**Listed records**
++++++++

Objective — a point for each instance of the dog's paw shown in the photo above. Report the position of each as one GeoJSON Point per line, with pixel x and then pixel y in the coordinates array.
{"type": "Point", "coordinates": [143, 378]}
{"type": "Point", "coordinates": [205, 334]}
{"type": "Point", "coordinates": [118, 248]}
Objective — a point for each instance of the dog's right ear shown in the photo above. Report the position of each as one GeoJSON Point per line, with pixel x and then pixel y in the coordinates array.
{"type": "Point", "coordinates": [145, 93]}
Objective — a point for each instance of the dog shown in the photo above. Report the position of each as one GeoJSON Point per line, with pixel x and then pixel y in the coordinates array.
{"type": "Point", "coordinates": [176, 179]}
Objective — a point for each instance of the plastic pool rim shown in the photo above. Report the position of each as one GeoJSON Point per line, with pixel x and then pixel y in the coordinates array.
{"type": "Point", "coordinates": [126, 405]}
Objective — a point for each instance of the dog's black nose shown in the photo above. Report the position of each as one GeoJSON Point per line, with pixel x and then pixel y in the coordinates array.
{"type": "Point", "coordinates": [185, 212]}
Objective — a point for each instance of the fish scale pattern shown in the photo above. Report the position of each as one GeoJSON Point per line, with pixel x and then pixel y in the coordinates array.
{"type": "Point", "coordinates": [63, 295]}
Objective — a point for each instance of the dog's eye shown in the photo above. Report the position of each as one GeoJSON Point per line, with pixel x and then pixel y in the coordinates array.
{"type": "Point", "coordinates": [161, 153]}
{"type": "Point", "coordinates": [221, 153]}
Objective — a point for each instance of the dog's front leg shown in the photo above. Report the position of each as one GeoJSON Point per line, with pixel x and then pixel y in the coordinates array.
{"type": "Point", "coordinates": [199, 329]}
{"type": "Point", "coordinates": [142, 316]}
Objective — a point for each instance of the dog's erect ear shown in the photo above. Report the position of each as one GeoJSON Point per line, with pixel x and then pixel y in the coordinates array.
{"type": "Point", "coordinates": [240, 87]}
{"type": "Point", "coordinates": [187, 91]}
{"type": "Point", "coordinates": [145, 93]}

++++++++

Return the material in full, exactly as shown.

**Exercise solution**
Objective — a point for each instance of the dog's paw shown in the photo above. Report the position of each as one GeoJSON Point per line, with pixel x and then pixel y in the coordinates array.
{"type": "Point", "coordinates": [143, 378]}
{"type": "Point", "coordinates": [205, 334]}
{"type": "Point", "coordinates": [118, 248]}
Objective — a point for each instance of the dog's right ear shown in the photo above. Report the position of each as one GeoJSON Point per line, with pixel x and then pixel y in the coordinates array.
{"type": "Point", "coordinates": [145, 93]}
Objective — a point for each instance of the dog shown in the photo above. Report the position of each as one GeoJSON Point per line, with pixel x and then pixel y in the coordinates array.
{"type": "Point", "coordinates": [176, 179]}
Objective — a point for each instance of the plastic pool rim shown in the photo above. Report the position of each as one GeoJSON Point per line, with pixel x and then pixel y in the coordinates array.
{"type": "Point", "coordinates": [126, 405]}
Objective — a point for each instance of the dog's black nose shown in the photo above. Report the position of each as one GeoJSON Point per line, with pixel x and then pixel y in the coordinates array.
{"type": "Point", "coordinates": [185, 212]}
Objective — a point for each instance of the fish scale pattern shown in the photo above. Report the position of each as one GeoJSON Point per line, with pixel x and then pixel y in the coordinates array.
{"type": "Point", "coordinates": [63, 295]}
Objective — a point for each instance of the dog's eye shown in the photo above. Report the position of each as one GeoJSON Point per line, with pixel x and then pixel y in the coordinates array.
{"type": "Point", "coordinates": [161, 153]}
{"type": "Point", "coordinates": [221, 153]}
Objective — a point for each instance of the dog's front leg shown in the photo above. Report the position of each as one GeoJSON Point per line, with pixel x and then pixel y in the coordinates array.
{"type": "Point", "coordinates": [199, 329]}
{"type": "Point", "coordinates": [142, 316]}
Objective — a point for each instance of the dog's erect ear shown in the photo above. Report the position of each as one GeoJSON Point per line, with pixel x and then pixel y in the coordinates array.
{"type": "Point", "coordinates": [240, 87]}
{"type": "Point", "coordinates": [187, 91]}
{"type": "Point", "coordinates": [145, 93]}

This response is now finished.